• [Document segment]:
#####

Let me tell you a story about Aluminum, and an impossible artifact. The details differ slightly from story to story, but in either 1973 or 1974 a 5 pound "wedge" showing signs of extreme wear and corrosion - was found either on the banks of the Mures river, or in a sand pit, or both. The snaking Mures river defines the small town of Auid in present-day Romania.
Workers were digging as part of a construction project and found the "wedge" along with two Mastodon bones under 35 feet of sand - meaning that the "wedge" was assumed to be at least 11,000 years old. The thickness of the oxide layer supposedly indicated that the object was anywhere from hundreds to millions of years old, depending on the report. And it was Aluminum.
There are two holes that intersect and two 'horns' at the flat end of the wedge that would either lock or articulate with some further piece. It is slightly over 8 inches in its largest dimension. One wedge face and two sides show signs of either tool marks or wear. According to postings, the Wedge was donated to the Museum of the History of Transylvania. The story was later broken in 1995. RUFOR, a Romanian UFO magazine, published a piece after Florian Gheorghita rediscovered the wedge. It was tested at the "Archeological Institute of Cluj-Napoca" and a Swiss lab. Gheorghita further asked a series of professionals to examine the artifact, and claims that an aeronautical engineer identified the wedge as a piece of landing gear on a VTOL-type (Vertical Take-Off and Landing) craft.

#####

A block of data
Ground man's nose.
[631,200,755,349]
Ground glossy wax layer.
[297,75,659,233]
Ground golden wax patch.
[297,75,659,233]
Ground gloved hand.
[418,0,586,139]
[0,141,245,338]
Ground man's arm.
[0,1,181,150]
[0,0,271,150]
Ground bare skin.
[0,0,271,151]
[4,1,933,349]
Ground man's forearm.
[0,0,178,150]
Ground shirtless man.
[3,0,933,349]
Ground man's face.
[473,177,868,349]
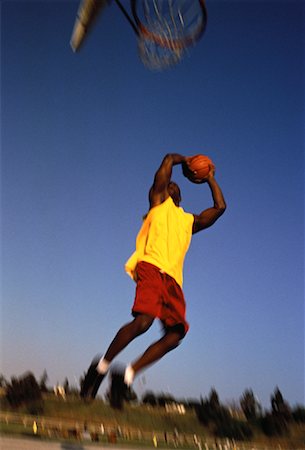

#####

• [Challenges]:
• 1. Rewrite the stretch of the story about the aluminum wedge from "There are two" through "and Landing) craft.", putting "aerospace engineer" in place of "aeronautical engineer".
• 2. In the story about the aluminum wedge, what did the workers find together with the wedge under the sand?
• 3. Carry the story about the aluminum wedge forward from its last sentence.

• [Answers to the exercise]:
• 1.
There are two holes that intersect and two 'horns' at the flat end of the wedge that would either lock or articulate with some further piece. It is slightly over 8 inches in its largest dimension. One wedge face and two sides show signs of either tool marks or wear. According to postings, the Wedge was donated to the Museum of the History of Transylvania. The story was later broken in 1995. RUFOR, a Romanian UFO magazine, published a piece after Florian Gheorghita rediscovered the wedge. It was tested at the "Archeological Institute of Cluj-Napoca" and a Swiss lab. Gheorghita further asked a series of professionals to examine the artifact, and claims that an aerospace engineer identified the wedge as a piece of landing gear on a VTOL-type (Vertical Take-Off and Landing) craft.

• 2. Two Mastodon bones.

• 3.
- 89 percent aluminum,
- 6.2 percent copper,
- 2.84 percent silicon,
- 1.81 percent zinc,
- 0.41 percent lead,
- 0.33 percent tin,
- 0.2 percent zirconium,
- 0.11 percent cadmium,
- 0.0024 percent nickel,
- 0.0023 percent cobalt,
- 0.0003 percent bismuth,
- trace of galium.
None of these elements are rare to the earth, and all (except gallium, which is almost impossible to completely remove from aluminum) are used in creating a near-infinite variety of aluminum alloys. It is the thickness of the oxidation, and primarily the depth at which the wedge was found "with Mastodon bones", which make things interesting. If earlier cultures could not make Aluminum, who did?
The first question, the most important question, must be asked: is this alloy found on earth? And what are its characteristics? The primary three elements of the Wedge are Aluminum, Copper, Silicon (Al-Cu-Si) and while alloys of Aluminum are myriad, Al-Cu-Si alloys are the most popular in use for casting where high strength is required. Bismuth, lead and cadmium are added to increase machinability.
This alloy is clearly part of the 2000 series of Aluminum, where copper adds higher strength, and silicon increases toughness and imparts increased integrity to the casting process where complex parts are involved. When heat-treated, this alloy can exceed the toughness of mild steel. Interestingly though, manufacturers note that the most common applications for the 2000 series Aluminum alloys are aerospace, military vehicles and rocket fins.
Copper in aluminum alloy tends to segregate to grain boundaries, causing local galvanic potentials and increased pitting. In other words, Al-Cu-Si tends to have the lowest corrosion resistance of any Aluminum alloy - meaning that the layer of corrosion may not give an accurate estimate of age.
The facts, as they stand, are used to assert that Aliens or Time Travellers (or Time Travelling Aliens, perhaps in a blue box) had somehow left a piece of their craft behind in Romania. Because not only was the Aluminum an Out Of Place Artifact ("OOPART") by virtue of the material pre-dating its known manufacture on earth - but said to be part of a flying craft by an engineer. To assess these assertions, a little more needs to be said about Aluminum.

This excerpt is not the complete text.